▶ [INSTRUCTIONS TO FOLLOW]
Show every line of the records that contains the word "navy", copying each such line in full.

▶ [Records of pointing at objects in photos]
**********
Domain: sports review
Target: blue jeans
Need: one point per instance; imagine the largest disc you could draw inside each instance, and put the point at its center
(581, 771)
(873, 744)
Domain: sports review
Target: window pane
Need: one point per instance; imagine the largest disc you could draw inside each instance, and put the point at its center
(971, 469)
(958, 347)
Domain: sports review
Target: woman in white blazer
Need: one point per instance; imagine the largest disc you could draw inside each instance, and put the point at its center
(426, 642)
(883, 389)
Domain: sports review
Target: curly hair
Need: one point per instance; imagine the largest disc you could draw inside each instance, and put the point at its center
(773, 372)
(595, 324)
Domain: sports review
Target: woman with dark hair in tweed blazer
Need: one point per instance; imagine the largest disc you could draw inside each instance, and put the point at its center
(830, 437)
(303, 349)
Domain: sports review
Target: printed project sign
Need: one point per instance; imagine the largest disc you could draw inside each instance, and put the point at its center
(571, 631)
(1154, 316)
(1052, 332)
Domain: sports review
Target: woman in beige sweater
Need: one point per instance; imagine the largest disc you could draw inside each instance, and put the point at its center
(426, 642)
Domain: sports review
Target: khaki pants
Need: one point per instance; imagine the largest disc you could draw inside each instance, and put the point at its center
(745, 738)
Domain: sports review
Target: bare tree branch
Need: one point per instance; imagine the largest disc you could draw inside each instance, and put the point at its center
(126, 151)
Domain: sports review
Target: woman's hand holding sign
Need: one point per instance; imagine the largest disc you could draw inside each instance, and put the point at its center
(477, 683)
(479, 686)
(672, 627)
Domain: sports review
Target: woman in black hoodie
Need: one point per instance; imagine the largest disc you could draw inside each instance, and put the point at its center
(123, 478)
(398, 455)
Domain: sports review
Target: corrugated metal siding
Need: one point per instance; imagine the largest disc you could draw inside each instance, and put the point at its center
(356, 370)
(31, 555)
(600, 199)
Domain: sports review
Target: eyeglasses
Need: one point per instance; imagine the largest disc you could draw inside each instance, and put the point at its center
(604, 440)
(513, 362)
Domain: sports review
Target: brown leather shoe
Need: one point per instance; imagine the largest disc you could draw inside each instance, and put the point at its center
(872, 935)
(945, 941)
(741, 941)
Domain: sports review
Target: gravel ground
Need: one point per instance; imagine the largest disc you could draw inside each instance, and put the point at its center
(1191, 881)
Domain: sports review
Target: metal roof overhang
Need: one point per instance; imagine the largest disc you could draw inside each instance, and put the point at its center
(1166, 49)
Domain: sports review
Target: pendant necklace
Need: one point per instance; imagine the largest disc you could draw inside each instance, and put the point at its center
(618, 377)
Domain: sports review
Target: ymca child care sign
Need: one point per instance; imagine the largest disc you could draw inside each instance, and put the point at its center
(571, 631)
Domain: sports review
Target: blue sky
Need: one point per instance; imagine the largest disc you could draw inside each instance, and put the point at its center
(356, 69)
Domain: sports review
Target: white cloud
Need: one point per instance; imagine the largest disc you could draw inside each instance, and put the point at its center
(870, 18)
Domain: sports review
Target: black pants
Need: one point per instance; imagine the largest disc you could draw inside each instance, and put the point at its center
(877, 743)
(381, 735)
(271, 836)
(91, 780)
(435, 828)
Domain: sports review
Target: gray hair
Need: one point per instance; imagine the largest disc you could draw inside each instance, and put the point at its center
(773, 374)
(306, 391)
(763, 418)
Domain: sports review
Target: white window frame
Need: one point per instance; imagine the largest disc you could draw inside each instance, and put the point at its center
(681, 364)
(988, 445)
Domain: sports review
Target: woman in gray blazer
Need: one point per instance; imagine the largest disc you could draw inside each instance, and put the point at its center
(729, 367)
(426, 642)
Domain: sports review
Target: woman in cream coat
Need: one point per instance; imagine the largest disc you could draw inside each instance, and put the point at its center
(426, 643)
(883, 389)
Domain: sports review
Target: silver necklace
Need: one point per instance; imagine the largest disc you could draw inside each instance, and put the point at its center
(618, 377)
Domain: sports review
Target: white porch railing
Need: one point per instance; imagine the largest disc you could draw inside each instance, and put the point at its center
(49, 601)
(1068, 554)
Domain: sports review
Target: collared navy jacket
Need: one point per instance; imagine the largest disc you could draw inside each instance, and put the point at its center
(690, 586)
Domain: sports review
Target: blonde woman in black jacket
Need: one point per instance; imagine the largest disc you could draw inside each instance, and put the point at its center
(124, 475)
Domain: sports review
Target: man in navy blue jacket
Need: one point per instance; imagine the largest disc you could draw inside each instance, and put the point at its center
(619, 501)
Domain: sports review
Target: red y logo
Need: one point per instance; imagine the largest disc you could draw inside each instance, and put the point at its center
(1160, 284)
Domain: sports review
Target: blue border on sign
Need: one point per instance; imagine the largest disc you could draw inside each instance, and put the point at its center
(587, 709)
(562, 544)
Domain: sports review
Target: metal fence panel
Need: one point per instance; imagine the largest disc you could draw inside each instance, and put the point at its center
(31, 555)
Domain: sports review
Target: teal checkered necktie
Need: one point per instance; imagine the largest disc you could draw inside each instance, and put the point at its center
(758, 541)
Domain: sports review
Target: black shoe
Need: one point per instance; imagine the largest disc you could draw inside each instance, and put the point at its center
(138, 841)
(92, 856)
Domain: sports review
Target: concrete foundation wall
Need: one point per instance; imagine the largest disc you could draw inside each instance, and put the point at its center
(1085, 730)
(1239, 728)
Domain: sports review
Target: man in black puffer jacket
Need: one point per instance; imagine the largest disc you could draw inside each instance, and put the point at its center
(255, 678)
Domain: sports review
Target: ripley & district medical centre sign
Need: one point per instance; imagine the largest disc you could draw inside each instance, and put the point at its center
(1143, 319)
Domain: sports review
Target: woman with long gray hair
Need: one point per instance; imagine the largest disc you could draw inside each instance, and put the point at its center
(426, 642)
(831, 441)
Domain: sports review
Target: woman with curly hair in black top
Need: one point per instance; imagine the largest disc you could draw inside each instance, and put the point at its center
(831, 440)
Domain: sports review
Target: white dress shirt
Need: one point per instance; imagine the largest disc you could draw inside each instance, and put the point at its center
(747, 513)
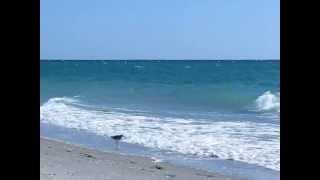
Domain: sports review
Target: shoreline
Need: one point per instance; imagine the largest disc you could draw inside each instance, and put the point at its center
(61, 160)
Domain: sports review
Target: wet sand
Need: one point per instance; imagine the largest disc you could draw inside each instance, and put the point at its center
(62, 161)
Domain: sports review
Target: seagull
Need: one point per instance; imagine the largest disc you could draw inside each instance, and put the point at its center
(117, 138)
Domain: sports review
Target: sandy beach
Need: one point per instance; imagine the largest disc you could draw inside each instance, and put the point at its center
(64, 161)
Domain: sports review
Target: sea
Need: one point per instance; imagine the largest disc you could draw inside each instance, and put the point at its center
(216, 115)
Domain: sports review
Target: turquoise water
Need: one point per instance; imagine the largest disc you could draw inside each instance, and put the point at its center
(194, 108)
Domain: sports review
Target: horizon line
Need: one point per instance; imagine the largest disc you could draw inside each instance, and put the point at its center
(135, 59)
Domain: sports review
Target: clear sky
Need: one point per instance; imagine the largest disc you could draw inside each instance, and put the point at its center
(160, 29)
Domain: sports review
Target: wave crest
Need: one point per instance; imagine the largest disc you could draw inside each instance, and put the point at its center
(268, 102)
(256, 143)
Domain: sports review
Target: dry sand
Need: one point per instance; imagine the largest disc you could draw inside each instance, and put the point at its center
(63, 161)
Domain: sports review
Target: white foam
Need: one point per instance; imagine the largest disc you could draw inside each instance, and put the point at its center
(268, 102)
(257, 143)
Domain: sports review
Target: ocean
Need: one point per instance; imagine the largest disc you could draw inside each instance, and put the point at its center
(225, 111)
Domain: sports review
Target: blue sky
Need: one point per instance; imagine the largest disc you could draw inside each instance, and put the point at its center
(160, 29)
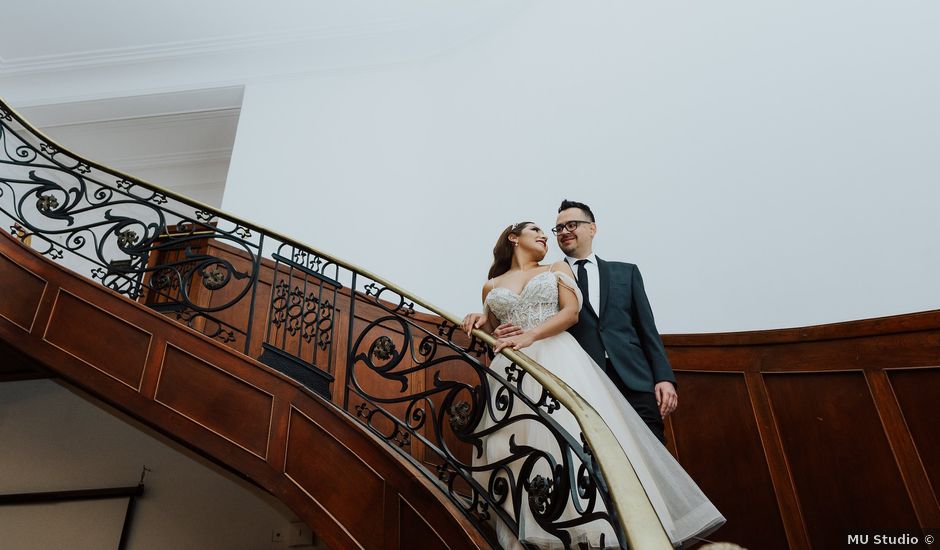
**********
▶ [TASK RESPONSE]
Target: collared navy jacket
Target: man in navy blue jacket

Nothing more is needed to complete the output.